I was recently asked at the San Quentin Fall Pow-Wow, located in the visiting room, by a young woman from San Francisco state, “How do you maintain your identity as a Native American while incarcerated?” I found this question absurd, as she was a skin too. “I do not have to maintain anything, act a certain way, believe a certain things, wear my hair long, or be classified by the administration as an AMI within this prison system. I maintain my identity by breathing. Anything I do, think, or say will be Indian, because that is what I am,” I thought to myself. I didn’t voice these thoughts because I didn’t want to be perceived as hostile or bitter from my incarceration. I simply answered, “I was born Indian and nothing has changed since.” She smiled as she jotted my quote down and responded with, “that’s cool.”

## Stated problem 1
In the passage about Native American identity in prison, where was the San Quentin Fall Pow-Wow held?
## Stated problem 2
Extend the passage about Native American identity in prison, beginning right after its final sentence.
The data that come next have no role in either task.

## Dataset

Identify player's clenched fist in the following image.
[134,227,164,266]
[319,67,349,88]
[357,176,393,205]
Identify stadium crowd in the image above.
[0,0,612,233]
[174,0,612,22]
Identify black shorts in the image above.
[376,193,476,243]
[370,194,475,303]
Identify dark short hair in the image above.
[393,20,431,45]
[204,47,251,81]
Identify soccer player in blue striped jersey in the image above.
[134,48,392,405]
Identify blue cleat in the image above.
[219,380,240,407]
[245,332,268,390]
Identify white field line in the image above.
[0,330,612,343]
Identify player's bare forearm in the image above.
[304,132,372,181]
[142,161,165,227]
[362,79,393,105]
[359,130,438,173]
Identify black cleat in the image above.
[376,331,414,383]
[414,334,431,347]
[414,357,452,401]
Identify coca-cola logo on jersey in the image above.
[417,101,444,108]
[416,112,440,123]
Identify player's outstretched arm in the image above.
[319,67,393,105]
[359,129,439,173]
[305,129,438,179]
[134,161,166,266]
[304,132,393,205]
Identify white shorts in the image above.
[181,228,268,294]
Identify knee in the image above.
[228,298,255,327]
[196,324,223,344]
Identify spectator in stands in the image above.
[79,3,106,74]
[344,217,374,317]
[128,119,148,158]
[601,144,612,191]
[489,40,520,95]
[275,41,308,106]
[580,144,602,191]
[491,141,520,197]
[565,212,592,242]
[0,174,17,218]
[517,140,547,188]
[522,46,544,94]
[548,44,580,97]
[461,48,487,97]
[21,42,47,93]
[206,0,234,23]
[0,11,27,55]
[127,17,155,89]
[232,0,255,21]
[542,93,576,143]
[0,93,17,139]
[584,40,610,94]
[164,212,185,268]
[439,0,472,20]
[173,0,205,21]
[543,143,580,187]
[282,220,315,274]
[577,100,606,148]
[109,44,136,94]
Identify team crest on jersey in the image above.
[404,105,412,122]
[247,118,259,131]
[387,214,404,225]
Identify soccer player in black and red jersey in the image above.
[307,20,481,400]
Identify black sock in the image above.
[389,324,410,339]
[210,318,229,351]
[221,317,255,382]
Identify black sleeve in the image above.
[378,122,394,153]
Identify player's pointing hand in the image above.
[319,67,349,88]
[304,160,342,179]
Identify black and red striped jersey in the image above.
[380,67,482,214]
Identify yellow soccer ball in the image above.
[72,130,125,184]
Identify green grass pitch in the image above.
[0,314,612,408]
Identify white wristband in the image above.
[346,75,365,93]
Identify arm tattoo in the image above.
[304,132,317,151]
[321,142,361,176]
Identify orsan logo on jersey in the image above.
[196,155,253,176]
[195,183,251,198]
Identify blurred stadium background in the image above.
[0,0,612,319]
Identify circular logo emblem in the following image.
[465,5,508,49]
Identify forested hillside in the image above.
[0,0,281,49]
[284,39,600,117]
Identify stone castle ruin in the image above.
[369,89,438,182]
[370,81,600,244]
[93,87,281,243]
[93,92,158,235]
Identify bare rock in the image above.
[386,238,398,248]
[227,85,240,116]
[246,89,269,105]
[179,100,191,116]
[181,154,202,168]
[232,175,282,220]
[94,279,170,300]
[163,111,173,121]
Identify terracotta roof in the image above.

## Exercise output 1
In the visiting room.

## Exercise output 2
I consider myself lucky, because my brother and I were raised “Indian.” I knew I was a Yurok before I knew I was a boy. Being raised “Indian” is probably the same as being raised any other nationality. My parents, aunts, uncles, grandmother and their friends were proud to be Yurok. Based upon the characteristics of my loved ones, I learned that being a Yurok meant: Loving your children unconditionally, hiding your drugs in a pair of boots in the corner of your room underneath a pile of clothes so your mother would not find it. Compromising some of your happiness so your loved ones could be happy as well, children were to be seen and not heard. Spending time with your family because you want to, drinking unconditionally until you pass out. No matter what you are doing or how old you are, you checked in with your mother so she knew you were still alive. Indians lived in apartments in Eureka, slept on the ground in Star Wars and Alf sleeping bags in Weitchpec, lived in San Francisco in an apartment where I had to walk down the hall to use the restroom. We ate at a table at the apartment. We went out to restaurants. We ate hunks of salami, cheese and sourdough bread while drinking Welch’s white grape juice on a pier at Fisherman’s Wharf. We attended church. We attended Brush dances and Pow-Wows. We attended school, we dropped out of school, and we graduated from the University of San Francisco with a Bachelor’s of Arts degree. Everything I saw my family do, everything I heard them say, everything I saw them eat and every reaction, response and emotion displayed contributed to my ideology of what it meant to be Indian. Now, everything I say, do and think is what an Indian is.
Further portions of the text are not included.